TASK TO CARRY OUT: Can you copy every line of the data below verbatim?

DATA TO USE:
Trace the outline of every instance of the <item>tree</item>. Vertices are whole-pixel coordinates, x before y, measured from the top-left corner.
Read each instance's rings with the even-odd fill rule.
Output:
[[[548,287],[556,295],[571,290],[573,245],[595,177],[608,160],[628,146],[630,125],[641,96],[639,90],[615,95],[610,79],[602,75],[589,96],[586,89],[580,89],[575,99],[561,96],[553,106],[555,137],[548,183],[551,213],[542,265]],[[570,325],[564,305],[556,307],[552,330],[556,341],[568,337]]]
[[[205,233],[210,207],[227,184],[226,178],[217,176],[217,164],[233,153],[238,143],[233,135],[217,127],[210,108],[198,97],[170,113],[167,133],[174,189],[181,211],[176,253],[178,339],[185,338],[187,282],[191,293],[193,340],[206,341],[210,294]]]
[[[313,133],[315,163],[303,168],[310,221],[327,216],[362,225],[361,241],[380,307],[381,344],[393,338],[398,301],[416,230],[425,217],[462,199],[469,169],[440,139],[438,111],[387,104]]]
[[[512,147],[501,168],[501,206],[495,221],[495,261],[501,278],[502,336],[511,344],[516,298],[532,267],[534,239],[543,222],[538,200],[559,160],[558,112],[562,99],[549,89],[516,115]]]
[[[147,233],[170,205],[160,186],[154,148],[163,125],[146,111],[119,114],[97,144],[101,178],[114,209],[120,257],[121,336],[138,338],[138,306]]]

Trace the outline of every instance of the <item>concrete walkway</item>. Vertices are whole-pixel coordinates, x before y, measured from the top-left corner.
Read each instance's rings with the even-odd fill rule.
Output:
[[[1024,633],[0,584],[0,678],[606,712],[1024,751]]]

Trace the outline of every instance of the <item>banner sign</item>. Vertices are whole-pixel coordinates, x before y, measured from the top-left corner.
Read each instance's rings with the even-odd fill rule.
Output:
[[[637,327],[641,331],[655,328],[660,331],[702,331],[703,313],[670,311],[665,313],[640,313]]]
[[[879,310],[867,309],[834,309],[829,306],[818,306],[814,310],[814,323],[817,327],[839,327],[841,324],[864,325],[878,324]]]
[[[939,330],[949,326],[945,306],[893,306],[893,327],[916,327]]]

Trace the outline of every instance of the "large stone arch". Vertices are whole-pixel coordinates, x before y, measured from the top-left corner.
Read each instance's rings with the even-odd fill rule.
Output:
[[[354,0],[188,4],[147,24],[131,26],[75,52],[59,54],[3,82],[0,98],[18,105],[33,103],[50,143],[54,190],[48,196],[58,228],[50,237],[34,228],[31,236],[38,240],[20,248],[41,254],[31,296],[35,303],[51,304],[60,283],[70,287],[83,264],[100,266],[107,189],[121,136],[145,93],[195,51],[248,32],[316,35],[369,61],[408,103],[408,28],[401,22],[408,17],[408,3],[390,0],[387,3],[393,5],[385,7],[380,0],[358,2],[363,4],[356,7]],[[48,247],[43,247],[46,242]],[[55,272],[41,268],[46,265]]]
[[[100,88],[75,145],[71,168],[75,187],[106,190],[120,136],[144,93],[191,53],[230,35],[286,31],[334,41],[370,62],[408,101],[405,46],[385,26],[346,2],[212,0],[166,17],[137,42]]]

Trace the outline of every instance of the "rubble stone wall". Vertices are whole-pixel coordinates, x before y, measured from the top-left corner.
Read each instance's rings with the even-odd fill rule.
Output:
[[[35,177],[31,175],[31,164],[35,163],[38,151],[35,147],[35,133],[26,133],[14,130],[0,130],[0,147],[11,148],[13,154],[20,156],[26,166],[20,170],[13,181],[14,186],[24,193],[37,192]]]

FINAL RESULT:
Trace the outline of every instance of the <item>tree</item>. Vertices are whole-pixel coordinates, x before y, measured from the top-left corner.
Read each instance's rings with the even-odd fill rule.
Output:
[[[548,287],[556,295],[571,290],[573,245],[595,177],[608,160],[628,146],[630,125],[641,96],[639,90],[615,95],[610,79],[602,75],[589,96],[586,89],[580,89],[575,99],[561,96],[553,106],[555,137],[548,183],[551,213],[542,265]],[[570,325],[564,305],[556,307],[552,330],[556,341],[568,337]]]
[[[205,233],[210,207],[227,184],[226,178],[217,176],[217,164],[233,153],[238,143],[233,135],[217,127],[210,108],[198,97],[170,113],[167,133],[174,189],[181,211],[176,253],[178,339],[185,338],[187,282],[191,293],[193,340],[206,341],[210,294]]]
[[[313,133],[315,163],[303,168],[310,221],[327,216],[362,225],[361,241],[380,307],[381,344],[393,338],[398,301],[416,230],[425,217],[462,199],[469,169],[440,139],[438,111],[387,104]]]
[[[512,147],[501,168],[501,206],[495,221],[495,261],[501,278],[502,336],[511,344],[516,298],[532,267],[534,239],[543,222],[538,200],[559,160],[558,112],[562,99],[549,89],[516,115]]]
[[[147,233],[170,205],[160,186],[154,148],[163,125],[146,111],[119,114],[97,144],[101,178],[114,209],[120,257],[121,336],[138,338],[138,306]]]

Trace the outline of every instance of the <item>concrete walkway</item>. Vertices are whole-pixel coordinates, x before y, measured from the top-left corner.
Read each instance's rings with the even-odd fill rule.
Output:
[[[1024,633],[0,584],[0,678],[606,712],[1024,751]]]

Trace the outline of every instance of the <item>banner sign</item>. Vertices are whole-pixel coordinates, x before y, measured from the top-left corner.
Read each instance's rings with the even-odd fill rule.
Output:
[[[637,327],[641,331],[655,328],[660,331],[702,331],[703,313],[670,311],[665,313],[640,313]]]
[[[879,310],[867,309],[834,309],[829,306],[818,306],[814,310],[814,323],[817,327],[839,327],[841,324],[864,325],[878,324]]]
[[[939,330],[949,326],[945,306],[893,306],[893,327],[916,327]]]

Trace the outline of every instance of the "large stone arch". Vertices are whole-pixel coordinates, x before y, measured from the top-left corner.
Read each instance's rings with the even-odd fill rule.
Output:
[[[354,0],[188,4],[147,24],[131,26],[75,52],[59,54],[3,82],[0,98],[18,105],[33,103],[50,143],[54,190],[48,196],[58,228],[50,237],[34,228],[31,236],[38,240],[20,248],[41,254],[31,296],[35,303],[51,304],[60,283],[70,287],[83,264],[100,266],[107,189],[121,136],[145,93],[195,51],[248,32],[316,35],[369,61],[408,103],[408,28],[401,22],[408,17],[408,3],[390,0],[387,3],[393,5],[385,7],[380,0],[358,2],[363,4],[356,7]],[[48,247],[43,247],[46,242]],[[55,272],[41,268],[46,265]]]
[[[100,88],[75,145],[71,168],[75,187],[106,190],[120,136],[144,93],[191,53],[230,35],[286,31],[334,41],[370,62],[408,101],[405,46],[385,26],[346,2],[212,0],[166,17],[137,42]]]

Trace the outline of every instance of the "rubble stone wall". Vertices are whole-pixel coordinates, x before y, measured from the top-left corner.
Read each instance's rings with the even-odd fill rule.
Output:
[[[35,177],[31,175],[31,164],[35,163],[38,151],[35,147],[35,133],[26,133],[14,130],[0,130],[0,147],[11,148],[13,154],[20,156],[26,166],[20,170],[13,181],[14,186],[24,193],[37,192]]]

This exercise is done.